### EXERCISE INSTRUCTIONS
Reproduce every one of the following records verbatim, keeping each line unchanged and in its original order.

### MATERIALS PROVIDED
........

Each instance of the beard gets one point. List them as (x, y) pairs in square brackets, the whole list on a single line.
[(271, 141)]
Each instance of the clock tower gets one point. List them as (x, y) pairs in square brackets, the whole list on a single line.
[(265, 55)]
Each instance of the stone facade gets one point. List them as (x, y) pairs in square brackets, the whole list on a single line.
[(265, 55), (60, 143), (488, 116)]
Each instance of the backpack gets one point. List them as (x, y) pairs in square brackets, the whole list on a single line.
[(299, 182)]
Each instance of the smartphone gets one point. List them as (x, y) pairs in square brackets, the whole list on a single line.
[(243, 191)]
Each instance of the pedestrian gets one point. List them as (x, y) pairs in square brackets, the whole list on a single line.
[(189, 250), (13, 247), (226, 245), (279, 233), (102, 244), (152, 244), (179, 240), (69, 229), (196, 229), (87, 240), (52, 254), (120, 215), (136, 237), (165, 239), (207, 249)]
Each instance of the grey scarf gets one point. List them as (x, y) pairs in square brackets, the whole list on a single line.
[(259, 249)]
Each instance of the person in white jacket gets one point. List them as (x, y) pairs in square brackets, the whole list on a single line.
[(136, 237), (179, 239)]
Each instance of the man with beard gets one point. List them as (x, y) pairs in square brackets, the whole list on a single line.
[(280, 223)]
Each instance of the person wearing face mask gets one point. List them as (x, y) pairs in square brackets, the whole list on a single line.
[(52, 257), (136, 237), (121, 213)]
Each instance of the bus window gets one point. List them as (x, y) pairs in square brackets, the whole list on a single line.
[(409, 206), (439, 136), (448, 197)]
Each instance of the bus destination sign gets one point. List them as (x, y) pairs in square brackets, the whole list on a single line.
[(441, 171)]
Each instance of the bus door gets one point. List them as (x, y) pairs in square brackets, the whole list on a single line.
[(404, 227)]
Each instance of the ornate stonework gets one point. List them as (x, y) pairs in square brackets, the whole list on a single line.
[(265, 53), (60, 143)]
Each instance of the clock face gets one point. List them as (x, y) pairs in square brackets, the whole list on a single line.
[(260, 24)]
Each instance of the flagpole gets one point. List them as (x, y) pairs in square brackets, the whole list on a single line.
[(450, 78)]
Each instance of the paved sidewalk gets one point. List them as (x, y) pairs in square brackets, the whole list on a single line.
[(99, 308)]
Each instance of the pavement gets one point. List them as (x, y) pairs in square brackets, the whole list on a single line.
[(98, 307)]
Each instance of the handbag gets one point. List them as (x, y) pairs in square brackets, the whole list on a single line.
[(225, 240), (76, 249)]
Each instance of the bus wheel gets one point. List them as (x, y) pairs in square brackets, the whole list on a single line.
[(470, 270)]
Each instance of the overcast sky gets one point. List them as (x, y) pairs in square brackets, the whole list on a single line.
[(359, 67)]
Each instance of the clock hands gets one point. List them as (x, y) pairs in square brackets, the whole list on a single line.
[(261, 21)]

........

### ANSWER IN FULL
Each instance of the beard gets one point. List them as (x, y) pairs in square brackets, the whole list on a single line.
[(271, 141)]
Each instance of the clock tower gets one point. List them as (x, y) pairs in square brackets, the whole list on a single line.
[(265, 55)]
Each instance of the stone facade gets one point. List them as (x, y) pairs in square brackets, the whole list on a single line.
[(265, 55), (60, 143), (488, 116)]
Each instance of the backpack gets one point. List them as (x, y) pairs in square brackets, the whole list on a single line.
[(299, 182)]
Each instance of the smartphone gets one point. List them as (x, y) pairs in square brackets, the whole list on a single line.
[(243, 191)]
Each instance of the pedestrian gets one point. List them as (x, y) pairs in square brackets, the whole list on a single line.
[(189, 250), (13, 247), (226, 245), (279, 233), (102, 244), (152, 244), (179, 240), (69, 229), (196, 229), (87, 240), (52, 254), (120, 215), (136, 237), (165, 239), (207, 249)]
Each instance of the grey scarf gets one point. List them as (x, y) pairs in square brackets, the whole list on a single line.
[(259, 249)]
Each instance of the person in white jacket gets one point. List them as (x, y) pairs in square brackets, the whole list on a single line.
[(136, 237), (179, 239)]
Each instance of the man with beard gets one point. List them as (x, y) pairs in square brackets, the whole list on a single line.
[(280, 223)]
Each instance of the person wearing face mask gets one point. List them as (x, y) pairs in square brackets, the whole list on a single line.
[(52, 257), (136, 237), (121, 213)]
Each instance of the bus window gets one point. List them as (x, y) pairs in square brackets, the whole list on a single line.
[(409, 206), (439, 136), (448, 197)]
Each instance of the bus destination sign gets one point. List them as (x, y) pairs in square brackets, the whole list on a single line.
[(441, 171)]
Each instance of the bus door gets one point. List them as (x, y) pairs in square brackets, the whole list on a single line.
[(404, 227)]
Each instance of the ornate stonework gets one point. List them as (x, y) pairs in square brackets, the whole list on a single line.
[(265, 53), (60, 143)]
Each instance of the clock face gets one point. List them as (x, y) pairs in square brackets, the whole list on a single line.
[(260, 24)]
Each instance of the flagpole gets one point. List them as (x, y) pairs in square brackets, the whole list on a single line.
[(450, 78)]
Each instance of the paved sidewalk gets one point. List them as (x, y) pairs in square brackets, the whole list on a single line.
[(99, 308)]
Each instance of the pavement gets one point. List them as (x, y) pairs in square brackets, the whole list on a single line.
[(98, 307)]
Each instance of the handbag gets one point. List them as (x, y) pairs in square brackets, the whole list on a single line.
[(225, 240), (76, 249)]
Each instance of the bus wheel gets one point. List them as (x, y) pairs in square brackets, the whole list on a single line.
[(470, 270)]
Each instance of the overcast sky gets one point. List them as (x, y) pairs in square brackets, the whole list on a single line.
[(359, 67)]
Each instance of the clock hands gets one point. List them as (x, y) pairs in square brackets, the whole list on a single line.
[(261, 21)]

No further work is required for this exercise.